┌─ PROVIDED MATERIAL

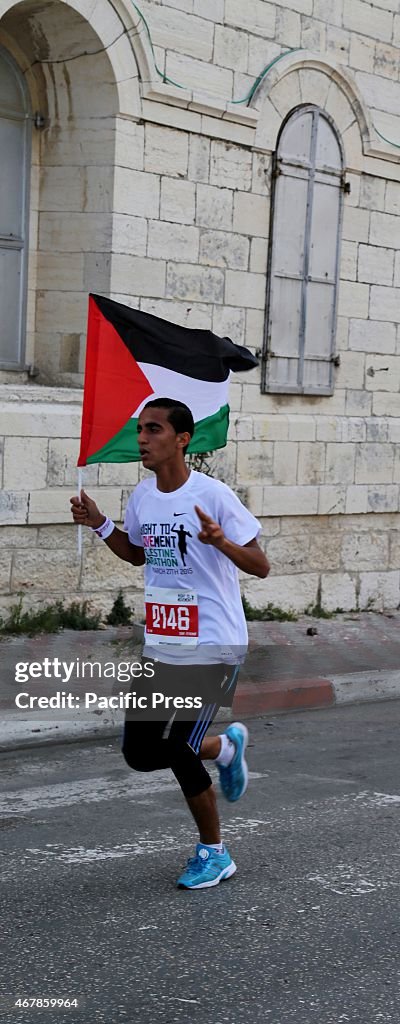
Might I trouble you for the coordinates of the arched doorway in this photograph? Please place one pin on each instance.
(14, 162)
(77, 70)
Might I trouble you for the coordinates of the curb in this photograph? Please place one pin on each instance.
(252, 699)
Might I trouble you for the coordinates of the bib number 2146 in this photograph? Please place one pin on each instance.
(172, 615)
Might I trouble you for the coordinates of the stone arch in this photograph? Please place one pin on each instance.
(301, 78)
(78, 58)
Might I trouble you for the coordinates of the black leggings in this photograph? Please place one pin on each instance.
(152, 745)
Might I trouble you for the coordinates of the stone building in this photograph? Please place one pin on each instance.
(227, 165)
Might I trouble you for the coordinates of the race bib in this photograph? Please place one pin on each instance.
(172, 616)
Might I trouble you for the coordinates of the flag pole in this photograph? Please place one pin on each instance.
(80, 530)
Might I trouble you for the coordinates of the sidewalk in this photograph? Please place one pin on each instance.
(352, 657)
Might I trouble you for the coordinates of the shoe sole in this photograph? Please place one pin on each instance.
(245, 730)
(225, 873)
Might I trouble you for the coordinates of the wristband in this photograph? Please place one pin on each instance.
(105, 529)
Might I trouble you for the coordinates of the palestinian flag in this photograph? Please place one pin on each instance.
(132, 357)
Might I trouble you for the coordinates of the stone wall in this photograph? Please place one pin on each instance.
(161, 197)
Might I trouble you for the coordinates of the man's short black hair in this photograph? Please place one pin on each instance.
(179, 415)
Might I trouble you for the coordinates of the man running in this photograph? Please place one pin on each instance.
(182, 534)
(195, 627)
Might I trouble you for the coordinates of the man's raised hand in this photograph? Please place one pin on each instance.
(211, 531)
(85, 511)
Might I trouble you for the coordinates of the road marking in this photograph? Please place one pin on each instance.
(91, 791)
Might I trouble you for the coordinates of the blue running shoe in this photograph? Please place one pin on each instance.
(233, 779)
(207, 868)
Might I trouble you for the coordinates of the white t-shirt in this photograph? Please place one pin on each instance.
(166, 524)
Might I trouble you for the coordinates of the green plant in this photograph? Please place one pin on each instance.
(268, 614)
(50, 619)
(121, 613)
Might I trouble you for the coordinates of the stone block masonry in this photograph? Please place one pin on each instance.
(162, 197)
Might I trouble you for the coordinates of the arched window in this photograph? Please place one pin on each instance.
(14, 136)
(303, 264)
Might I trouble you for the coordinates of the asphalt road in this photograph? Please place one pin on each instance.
(307, 930)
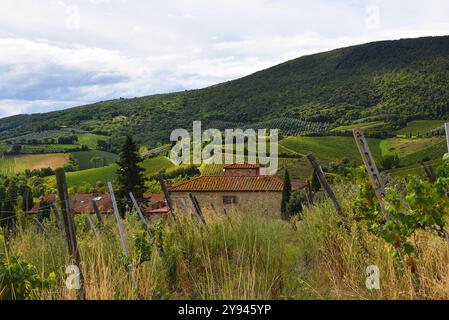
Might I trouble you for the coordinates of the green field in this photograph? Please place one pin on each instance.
(366, 125)
(15, 164)
(434, 152)
(327, 148)
(108, 173)
(420, 127)
(404, 147)
(83, 158)
(90, 140)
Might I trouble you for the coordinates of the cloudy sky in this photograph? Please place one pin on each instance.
(56, 54)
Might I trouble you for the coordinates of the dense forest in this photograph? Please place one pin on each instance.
(393, 81)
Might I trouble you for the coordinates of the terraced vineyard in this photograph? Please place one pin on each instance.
(291, 127)
(7, 166)
(42, 135)
(50, 148)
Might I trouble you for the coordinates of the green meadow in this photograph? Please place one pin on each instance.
(84, 158)
(108, 173)
(327, 148)
(421, 127)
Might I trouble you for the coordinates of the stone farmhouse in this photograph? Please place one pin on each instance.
(240, 187)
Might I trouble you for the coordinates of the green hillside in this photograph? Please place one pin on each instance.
(108, 173)
(390, 81)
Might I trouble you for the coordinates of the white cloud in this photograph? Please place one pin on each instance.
(59, 53)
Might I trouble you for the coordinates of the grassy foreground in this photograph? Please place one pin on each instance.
(248, 256)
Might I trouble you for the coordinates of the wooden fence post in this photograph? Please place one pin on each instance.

└─

WHAT THIS TASK INVOLVES
Exactly as they appear above, write out all the entries, without pictures.

RESULT BELOW
Might I trouble you for the coordinates of the arched doorway in this photograph? Please place one pin on each instance.
(14, 162)
(77, 70)
Might I trouble you for the coordinates of the curb in this photograph? Please place one pin on each instance.
(252, 699)
Might I trouble you for the coordinates of the bib number 2146 in this photograph? Please place one pin on each instance.
(172, 615)
Might I trouble you for the coordinates of the stone arch in this photograph? Please place one pin on each instance.
(301, 78)
(78, 58)
Might I trouble you for the coordinates of the black leggings in this photograph? Please place one pin on each instance.
(152, 745)
Might I trouble you for the coordinates of the stone building in this photograph? Please place one pin on each instance.
(227, 165)
Might I trouble you for the coordinates of the race bib in this photograph? Please place one pin on each instance.
(172, 616)
Might I trouble you for the coordinates of the flag pole in this photograph? Please place one pin on each instance.
(80, 530)
Might I trouble you for the coordinates of the sidewalk in this photograph? Please place one pin on each instance.
(352, 657)
Might I trouble you for the coordinates of the shoe sole in this photograph? Please place one pin on each instance.
(245, 730)
(225, 873)
Might I trouble you for the coordinates of the wristband in this photograph? Please place one pin on each instance.
(105, 529)
Might I trouble you for the coordinates of the palestinian flag in this photograph? Please place one pin on each instance.
(132, 357)
Might I trouble you for the coordinates of the stone wall in this photograph? Please place one pin on each instance.
(161, 197)
Might I trouble you for the coordinates of the man's short black hair in this photograph? Please place one pin on each instance.
(179, 415)
Might I trouble you for the coordinates of the man running in this photograph? Please place one pin on each instance.
(182, 534)
(195, 627)
Might I trouble you for the coordinates of the man's raised hand in this photograph? Please place one pin on each instance.
(211, 531)
(85, 511)
Might I trouble you for the coordinates of the road marking in this photograph? Please place one pin on each instance.
(91, 791)
Might I trouble you for the coordinates of the blue running shoe in this photograph? Please place one pin on each instance.
(233, 779)
(207, 868)
Might I trouble you for the coordinates of the white t-shirt in this photograph? Please place one pin on each instance.
(166, 524)
Might I trouble you for the coordinates of the green plant in this photograph? Please place one pin on each instance.
(268, 614)
(50, 619)
(121, 613)
Might I trouble you for the coordinates of the stone block masonry in this photograph? Please place one pin on each instance.
(162, 197)
Might I trouble you for the coordinates of the arched window in this photograph? Please place one pin on each instance.
(14, 136)
(303, 264)
Might I trouble you for the coordinates of the asphalt road in this photograph? Please place one pin on each instance.
(307, 930)
Might I trouble you for the coordinates of the green field in this photograph? Please place one pin on each instance.
(366, 125)
(15, 164)
(434, 152)
(327, 148)
(108, 173)
(420, 127)
(404, 147)
(83, 158)
(90, 140)
Might I trouble you for the coordinates of the cloudy sky in this photograph? Please place one pin on each instance.
(56, 54)
Might I trouble you for the coordinates of the dense forest in this photograph? Please place one pin on each instance.
(393, 81)
Might I trouble you for the coordinates of the terraced vineyard in this photograph? Please place one pin on each instance.
(291, 127)
(7, 166)
(42, 135)
(50, 148)
Might I trouble you for the coordinates of the green meadow in this photograph? Please place one pin on each instance.
(84, 158)
(108, 173)
(327, 148)
(421, 127)
Might I trouble you for the coordinates of the stone farmhouse in this photograph? Please place one pin on each instance.
(240, 187)
Might I trouble you for the coordinates of the green hillside in this photograph? Please place one pin on each instance.
(108, 173)
(390, 81)
Might I trouble you for the coordinates of the white cloud in this photograph? Please place one pin on each instance.
(59, 53)
Might I trouble you for the coordinates of the grassy foreground in this photograph? Please place one pin on each instance.
(248, 256)
Might I trouble you for the coordinates of the wooden fence post in this photograph? Please place one pin on each instance.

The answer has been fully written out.